## [À FAIRE]
Reproduisez le passage sur le partenariat enregistré en Suisse entre "Annoncé à la" et "la Suisse d'aujourd'hui.", bornes comprises, en remplaçant "Gründlichkeit" par "rigueur".
──────── SECTION DU DOCUMENT
Article paru dans DP.
Partenariat enregistré: la Suisse au coeur de l'Europe
5 juillet 2002

Annoncé à la veille de la Gay Pride, le futur statut suisse des couples de même sexe reflète la modernité et la Gründlichkeit de la Suisse d'aujourd'hui.

Quel chemin parcouru depuis que le Danemark, le tout premier, offrait un statut de partenariat enregistré à celles et ceux à qui le mariage n'est pas ouvert pour organiser et faire reconnaître leur vie de couple: les lesbiennes et les gays (Gay, gay, marions-nous, DP No 863 du 3.8.1989). En Suisse, la première démarche politique est une question posée au Conseil fédéral par le conseiller aux Etats radical genevois Gilles Petitpierre, par ailleurs professeur de droit civil, en 1994. La même année, un comité "Les mêmes droits pour les couples de même sexe" lance la pétition du même nom, appuyée par des personnalités dont le soutien a été alors laborieusement sollicité. Elle est, déjà, aussi bien accueillie que possible et déposée le 18 décembre 1994 avec plus de 85'000 signatures. En 1996, le Conseil national la relaie au Conseil fédéral par un postulat adopté au vote nominal (68 voix contre 61).
────────────────
──────── LIGNES DE DONNÉES
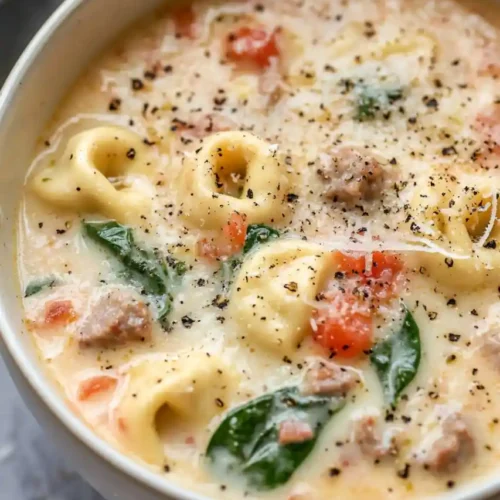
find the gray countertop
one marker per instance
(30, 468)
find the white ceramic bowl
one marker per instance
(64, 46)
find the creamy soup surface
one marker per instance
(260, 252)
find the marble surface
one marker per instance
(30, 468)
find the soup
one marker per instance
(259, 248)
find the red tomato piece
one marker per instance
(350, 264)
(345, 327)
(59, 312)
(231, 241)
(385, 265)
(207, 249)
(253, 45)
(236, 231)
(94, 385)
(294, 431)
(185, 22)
────────────────
──────── LIGNES DE DONNÉES
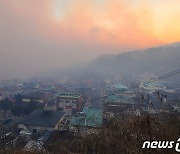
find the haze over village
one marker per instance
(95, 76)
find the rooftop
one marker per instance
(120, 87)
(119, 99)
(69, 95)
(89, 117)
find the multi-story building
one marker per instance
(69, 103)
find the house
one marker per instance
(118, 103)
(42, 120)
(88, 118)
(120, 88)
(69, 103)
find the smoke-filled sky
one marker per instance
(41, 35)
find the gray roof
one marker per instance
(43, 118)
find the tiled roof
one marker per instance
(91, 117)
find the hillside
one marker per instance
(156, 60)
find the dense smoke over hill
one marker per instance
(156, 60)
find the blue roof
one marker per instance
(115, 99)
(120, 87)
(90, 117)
────────────────
## [TÂCHE ACCOMPLIE]
Annoncé à la veille de la Gay Pride, le futur statut suisse des couples de même sexe reflète la modernité et la rigueur de la Suisse d'aujourd'hui.